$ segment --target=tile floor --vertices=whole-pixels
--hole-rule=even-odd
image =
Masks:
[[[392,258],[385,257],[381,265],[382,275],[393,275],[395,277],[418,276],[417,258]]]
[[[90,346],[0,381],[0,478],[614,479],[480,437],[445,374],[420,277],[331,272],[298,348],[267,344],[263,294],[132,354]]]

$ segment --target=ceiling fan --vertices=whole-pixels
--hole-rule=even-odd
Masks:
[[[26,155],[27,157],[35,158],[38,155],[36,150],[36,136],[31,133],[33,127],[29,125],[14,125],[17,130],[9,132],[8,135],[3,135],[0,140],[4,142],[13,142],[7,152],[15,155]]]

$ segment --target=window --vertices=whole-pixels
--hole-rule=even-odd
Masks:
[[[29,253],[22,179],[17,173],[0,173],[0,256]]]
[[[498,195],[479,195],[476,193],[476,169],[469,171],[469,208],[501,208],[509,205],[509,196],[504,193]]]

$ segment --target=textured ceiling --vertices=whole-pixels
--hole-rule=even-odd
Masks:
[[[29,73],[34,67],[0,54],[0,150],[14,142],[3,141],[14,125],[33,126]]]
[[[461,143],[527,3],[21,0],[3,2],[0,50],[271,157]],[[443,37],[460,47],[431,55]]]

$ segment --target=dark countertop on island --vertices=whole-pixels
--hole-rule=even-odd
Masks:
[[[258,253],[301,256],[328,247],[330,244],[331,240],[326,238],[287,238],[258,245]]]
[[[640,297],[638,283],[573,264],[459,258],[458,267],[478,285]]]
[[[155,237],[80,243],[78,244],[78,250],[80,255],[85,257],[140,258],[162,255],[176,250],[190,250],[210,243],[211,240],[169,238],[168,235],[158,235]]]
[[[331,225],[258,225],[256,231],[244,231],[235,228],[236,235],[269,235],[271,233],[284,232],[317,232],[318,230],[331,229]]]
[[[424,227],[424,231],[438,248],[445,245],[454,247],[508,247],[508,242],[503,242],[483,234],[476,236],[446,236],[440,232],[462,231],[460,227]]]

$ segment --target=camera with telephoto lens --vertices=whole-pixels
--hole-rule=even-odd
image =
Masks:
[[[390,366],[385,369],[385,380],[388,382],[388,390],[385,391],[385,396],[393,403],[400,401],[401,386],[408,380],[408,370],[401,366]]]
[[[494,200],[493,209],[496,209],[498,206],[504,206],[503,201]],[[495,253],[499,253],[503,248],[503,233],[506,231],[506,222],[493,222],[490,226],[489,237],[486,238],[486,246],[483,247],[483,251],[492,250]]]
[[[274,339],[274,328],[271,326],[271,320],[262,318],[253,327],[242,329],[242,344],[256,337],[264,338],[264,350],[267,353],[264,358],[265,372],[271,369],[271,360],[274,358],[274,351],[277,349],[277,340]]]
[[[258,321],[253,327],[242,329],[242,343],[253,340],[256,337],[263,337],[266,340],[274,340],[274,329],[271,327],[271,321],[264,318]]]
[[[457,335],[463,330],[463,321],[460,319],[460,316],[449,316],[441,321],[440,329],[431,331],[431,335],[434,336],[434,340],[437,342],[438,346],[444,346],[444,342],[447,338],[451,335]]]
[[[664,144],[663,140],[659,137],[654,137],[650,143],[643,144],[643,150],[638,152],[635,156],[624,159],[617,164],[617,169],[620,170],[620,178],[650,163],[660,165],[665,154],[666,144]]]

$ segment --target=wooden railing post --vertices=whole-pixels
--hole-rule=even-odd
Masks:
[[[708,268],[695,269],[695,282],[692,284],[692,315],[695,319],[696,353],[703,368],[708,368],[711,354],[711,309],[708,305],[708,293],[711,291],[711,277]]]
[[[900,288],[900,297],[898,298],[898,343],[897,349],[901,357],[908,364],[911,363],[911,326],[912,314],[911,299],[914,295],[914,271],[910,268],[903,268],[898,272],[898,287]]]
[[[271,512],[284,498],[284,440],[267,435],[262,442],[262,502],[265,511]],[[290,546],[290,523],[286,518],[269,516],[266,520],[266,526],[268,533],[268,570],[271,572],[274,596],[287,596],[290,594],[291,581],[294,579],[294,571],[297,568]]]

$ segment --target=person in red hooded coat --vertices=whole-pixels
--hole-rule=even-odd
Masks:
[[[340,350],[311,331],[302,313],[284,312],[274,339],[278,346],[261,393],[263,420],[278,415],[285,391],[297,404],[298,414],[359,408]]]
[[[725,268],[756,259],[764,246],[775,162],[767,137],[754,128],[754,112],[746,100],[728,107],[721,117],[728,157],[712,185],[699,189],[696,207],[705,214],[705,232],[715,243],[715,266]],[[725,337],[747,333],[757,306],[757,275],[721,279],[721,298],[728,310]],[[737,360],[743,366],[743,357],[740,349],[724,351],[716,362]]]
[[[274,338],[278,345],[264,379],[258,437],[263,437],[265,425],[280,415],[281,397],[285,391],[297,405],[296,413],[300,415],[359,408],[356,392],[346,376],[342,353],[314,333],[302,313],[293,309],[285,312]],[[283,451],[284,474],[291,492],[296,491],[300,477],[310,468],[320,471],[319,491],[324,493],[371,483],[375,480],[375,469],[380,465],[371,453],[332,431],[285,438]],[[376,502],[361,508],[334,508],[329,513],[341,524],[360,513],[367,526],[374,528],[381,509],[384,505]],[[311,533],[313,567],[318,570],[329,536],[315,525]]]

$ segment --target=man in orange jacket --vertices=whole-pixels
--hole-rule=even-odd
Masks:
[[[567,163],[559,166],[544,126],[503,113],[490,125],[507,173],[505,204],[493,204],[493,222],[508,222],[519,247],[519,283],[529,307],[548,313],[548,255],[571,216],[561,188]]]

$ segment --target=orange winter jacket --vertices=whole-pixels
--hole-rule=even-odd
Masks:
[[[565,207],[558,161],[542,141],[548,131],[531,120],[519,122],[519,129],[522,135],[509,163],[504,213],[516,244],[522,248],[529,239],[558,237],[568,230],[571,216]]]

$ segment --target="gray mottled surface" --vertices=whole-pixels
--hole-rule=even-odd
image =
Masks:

HOW TO COMPLETE THIS TASK: Begin with the line holding "winter jacket --vertices=whole-pixels" and end with the last line of the material. Copy all of them exactly.

SOLUTION:
$ segment --target=orange winter jacket --vertices=whole-pixels
--hole-rule=even-odd
Masks:
[[[565,207],[558,161],[542,141],[548,131],[531,120],[519,122],[519,129],[522,135],[509,163],[504,213],[516,244],[522,248],[529,239],[558,237],[568,230],[571,216]]]

$ segment --target="gray mottled surface" --vertices=whole-pixels
--hole-rule=even-odd
image =
Masks:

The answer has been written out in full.